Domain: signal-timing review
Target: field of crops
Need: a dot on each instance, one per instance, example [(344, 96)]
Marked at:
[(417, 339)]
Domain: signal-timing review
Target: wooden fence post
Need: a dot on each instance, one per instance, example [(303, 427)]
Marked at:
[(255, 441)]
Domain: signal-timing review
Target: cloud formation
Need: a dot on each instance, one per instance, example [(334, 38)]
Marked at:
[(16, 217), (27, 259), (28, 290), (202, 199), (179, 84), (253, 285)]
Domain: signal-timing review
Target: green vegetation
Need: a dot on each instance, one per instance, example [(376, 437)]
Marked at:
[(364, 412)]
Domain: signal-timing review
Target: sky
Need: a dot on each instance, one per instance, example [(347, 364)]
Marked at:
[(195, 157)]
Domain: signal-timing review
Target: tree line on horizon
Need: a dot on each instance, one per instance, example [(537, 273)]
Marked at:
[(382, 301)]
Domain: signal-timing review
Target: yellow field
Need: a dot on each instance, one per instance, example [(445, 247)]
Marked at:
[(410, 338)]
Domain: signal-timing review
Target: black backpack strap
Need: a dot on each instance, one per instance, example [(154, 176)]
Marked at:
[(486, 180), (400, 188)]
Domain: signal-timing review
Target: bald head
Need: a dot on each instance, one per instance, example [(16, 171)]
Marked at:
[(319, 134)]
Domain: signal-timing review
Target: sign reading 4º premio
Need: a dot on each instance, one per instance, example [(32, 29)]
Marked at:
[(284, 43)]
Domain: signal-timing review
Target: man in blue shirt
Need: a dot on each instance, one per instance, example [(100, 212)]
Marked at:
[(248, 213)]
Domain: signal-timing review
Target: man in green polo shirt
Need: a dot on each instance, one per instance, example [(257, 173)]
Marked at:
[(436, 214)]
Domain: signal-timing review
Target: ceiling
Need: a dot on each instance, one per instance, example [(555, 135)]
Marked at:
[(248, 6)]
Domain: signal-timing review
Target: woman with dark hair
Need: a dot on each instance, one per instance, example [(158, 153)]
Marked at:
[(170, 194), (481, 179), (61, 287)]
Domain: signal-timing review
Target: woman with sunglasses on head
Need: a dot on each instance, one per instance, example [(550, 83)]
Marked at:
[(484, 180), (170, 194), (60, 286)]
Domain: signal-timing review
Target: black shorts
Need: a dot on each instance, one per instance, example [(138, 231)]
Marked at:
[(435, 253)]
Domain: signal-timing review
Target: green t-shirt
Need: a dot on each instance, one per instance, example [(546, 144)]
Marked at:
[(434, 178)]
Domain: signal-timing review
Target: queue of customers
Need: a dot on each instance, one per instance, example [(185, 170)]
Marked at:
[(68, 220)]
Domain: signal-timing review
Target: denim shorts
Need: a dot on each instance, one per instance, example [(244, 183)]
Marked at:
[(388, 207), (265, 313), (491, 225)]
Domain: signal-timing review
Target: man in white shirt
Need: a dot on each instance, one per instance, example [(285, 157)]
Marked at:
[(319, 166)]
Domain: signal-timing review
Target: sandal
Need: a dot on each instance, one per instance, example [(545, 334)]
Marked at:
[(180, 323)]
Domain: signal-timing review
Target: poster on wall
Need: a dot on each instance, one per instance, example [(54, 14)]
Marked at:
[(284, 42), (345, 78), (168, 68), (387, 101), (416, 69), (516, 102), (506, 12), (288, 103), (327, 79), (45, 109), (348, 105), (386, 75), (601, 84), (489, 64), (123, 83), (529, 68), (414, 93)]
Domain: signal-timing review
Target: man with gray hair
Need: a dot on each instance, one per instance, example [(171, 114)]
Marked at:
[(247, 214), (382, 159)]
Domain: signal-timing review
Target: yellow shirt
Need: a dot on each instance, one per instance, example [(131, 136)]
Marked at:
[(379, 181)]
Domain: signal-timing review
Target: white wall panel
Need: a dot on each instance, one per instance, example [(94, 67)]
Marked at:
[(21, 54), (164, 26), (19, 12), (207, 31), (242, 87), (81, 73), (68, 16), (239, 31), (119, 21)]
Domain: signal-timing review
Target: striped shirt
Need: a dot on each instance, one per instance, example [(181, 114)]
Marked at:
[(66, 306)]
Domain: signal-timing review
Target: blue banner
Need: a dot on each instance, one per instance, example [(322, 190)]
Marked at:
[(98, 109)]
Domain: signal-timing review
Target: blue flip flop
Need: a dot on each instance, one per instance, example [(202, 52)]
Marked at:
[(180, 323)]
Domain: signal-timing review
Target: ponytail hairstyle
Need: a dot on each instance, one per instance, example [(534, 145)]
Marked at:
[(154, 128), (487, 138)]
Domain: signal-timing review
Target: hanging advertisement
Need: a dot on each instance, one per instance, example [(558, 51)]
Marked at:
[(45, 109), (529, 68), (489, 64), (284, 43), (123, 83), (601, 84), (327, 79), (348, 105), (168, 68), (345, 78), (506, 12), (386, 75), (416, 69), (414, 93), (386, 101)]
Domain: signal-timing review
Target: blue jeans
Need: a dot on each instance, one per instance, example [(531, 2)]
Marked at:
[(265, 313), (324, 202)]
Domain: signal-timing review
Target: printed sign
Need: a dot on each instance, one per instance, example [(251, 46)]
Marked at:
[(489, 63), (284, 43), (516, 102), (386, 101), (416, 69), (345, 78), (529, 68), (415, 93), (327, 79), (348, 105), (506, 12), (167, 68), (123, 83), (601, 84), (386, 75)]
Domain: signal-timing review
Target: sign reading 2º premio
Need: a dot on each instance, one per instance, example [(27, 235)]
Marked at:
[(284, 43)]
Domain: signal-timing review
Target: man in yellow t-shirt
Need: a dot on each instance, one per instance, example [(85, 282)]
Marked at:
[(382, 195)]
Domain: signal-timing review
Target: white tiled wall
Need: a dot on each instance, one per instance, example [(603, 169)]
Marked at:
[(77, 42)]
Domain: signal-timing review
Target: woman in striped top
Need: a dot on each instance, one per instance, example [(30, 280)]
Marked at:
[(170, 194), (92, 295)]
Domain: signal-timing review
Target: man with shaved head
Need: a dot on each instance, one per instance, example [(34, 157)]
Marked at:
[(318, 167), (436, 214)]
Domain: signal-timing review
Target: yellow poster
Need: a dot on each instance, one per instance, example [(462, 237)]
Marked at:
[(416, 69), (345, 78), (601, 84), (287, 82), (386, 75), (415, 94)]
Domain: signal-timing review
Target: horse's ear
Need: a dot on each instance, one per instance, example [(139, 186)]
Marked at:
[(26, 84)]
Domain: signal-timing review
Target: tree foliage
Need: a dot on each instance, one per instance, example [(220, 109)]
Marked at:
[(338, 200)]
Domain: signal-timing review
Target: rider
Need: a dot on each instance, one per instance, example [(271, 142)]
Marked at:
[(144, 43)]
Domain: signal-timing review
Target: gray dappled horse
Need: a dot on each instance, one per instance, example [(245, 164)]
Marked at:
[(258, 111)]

-------

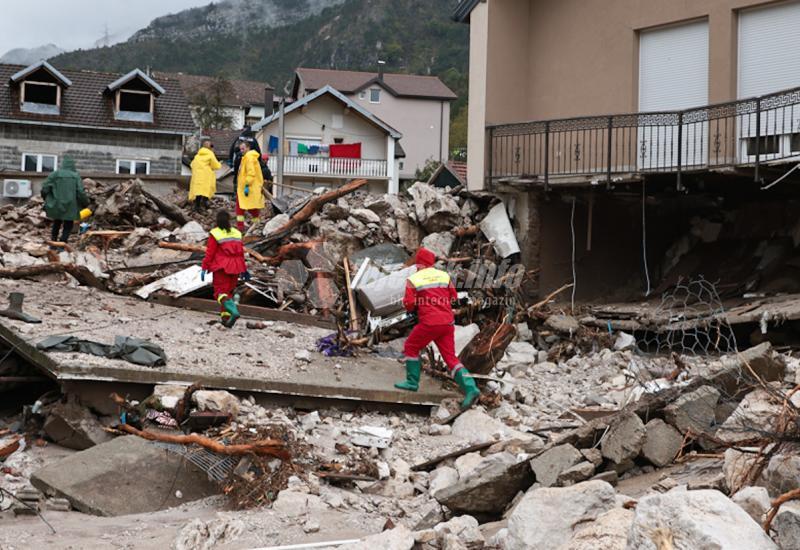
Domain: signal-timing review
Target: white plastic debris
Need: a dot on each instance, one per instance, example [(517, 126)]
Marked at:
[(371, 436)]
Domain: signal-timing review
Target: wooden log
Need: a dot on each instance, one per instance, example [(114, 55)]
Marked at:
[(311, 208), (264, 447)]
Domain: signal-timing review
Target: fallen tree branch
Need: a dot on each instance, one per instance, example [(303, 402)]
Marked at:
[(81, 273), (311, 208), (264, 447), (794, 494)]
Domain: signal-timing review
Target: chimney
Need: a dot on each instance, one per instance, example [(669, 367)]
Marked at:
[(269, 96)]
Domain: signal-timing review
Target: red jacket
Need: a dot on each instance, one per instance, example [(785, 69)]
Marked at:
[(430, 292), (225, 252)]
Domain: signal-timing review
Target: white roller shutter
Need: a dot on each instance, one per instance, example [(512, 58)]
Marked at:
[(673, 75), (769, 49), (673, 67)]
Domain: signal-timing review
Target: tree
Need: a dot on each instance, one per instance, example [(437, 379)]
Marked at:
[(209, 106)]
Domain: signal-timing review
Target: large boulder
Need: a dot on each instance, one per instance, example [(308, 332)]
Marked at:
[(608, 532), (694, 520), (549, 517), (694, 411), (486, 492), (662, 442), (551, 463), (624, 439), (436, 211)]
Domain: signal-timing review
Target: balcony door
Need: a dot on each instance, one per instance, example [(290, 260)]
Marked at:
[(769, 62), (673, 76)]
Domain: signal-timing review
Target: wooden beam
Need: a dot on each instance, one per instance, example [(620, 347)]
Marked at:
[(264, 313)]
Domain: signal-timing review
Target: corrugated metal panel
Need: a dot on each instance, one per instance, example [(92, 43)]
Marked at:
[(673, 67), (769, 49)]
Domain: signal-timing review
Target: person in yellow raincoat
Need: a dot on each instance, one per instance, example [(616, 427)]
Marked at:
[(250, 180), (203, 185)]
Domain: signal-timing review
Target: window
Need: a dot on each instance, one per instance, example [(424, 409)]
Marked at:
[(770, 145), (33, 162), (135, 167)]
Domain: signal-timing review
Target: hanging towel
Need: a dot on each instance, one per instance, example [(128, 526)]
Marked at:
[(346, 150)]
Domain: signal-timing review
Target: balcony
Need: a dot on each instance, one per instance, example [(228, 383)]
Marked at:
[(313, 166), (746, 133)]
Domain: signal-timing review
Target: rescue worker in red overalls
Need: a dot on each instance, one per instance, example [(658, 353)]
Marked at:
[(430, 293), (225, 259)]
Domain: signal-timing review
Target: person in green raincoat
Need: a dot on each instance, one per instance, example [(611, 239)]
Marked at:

-------

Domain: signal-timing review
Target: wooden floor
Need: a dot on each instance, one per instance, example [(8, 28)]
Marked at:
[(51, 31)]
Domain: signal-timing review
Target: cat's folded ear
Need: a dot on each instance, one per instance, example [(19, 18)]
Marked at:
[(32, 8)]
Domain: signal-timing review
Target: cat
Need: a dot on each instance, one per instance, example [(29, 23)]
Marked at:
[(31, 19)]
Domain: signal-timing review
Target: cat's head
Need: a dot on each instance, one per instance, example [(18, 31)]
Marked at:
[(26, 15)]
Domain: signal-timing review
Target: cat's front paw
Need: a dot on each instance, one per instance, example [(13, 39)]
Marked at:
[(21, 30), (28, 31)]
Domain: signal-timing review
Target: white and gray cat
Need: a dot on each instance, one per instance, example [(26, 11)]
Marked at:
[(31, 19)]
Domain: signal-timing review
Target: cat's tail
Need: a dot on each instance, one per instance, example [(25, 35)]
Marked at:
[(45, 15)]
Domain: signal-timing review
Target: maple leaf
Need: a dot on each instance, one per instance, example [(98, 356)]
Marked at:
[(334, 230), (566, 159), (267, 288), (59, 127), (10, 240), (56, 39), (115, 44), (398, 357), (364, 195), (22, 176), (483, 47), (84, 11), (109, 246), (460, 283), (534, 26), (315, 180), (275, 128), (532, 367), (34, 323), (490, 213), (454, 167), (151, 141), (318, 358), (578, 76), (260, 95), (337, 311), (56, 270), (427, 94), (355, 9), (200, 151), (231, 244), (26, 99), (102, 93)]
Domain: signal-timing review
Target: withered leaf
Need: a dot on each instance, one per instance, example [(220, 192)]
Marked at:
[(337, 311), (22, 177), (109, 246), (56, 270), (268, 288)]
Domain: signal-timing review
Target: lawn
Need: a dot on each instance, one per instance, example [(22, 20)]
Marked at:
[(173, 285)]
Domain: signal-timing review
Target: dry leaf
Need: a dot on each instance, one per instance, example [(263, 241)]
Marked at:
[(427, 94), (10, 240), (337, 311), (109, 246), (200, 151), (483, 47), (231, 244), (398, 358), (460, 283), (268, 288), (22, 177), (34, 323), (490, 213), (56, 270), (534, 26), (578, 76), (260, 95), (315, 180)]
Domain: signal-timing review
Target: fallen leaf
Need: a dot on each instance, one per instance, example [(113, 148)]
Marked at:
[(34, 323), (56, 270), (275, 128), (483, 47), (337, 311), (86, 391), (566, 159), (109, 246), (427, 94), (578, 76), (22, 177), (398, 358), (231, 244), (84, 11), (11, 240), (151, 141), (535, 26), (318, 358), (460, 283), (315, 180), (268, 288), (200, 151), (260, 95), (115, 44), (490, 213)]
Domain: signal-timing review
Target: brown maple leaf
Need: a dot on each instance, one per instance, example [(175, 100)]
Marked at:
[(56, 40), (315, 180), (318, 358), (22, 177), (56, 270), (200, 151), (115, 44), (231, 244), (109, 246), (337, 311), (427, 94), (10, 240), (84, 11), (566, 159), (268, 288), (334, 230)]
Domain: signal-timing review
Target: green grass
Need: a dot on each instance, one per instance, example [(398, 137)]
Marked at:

-------

**WORK TO BE COMPLETED**
Copy all the lines above that hold the string "wall".

**TASK OUTPUT**
Target: poster on wall
Target: white wall panel
Target: white tiled wall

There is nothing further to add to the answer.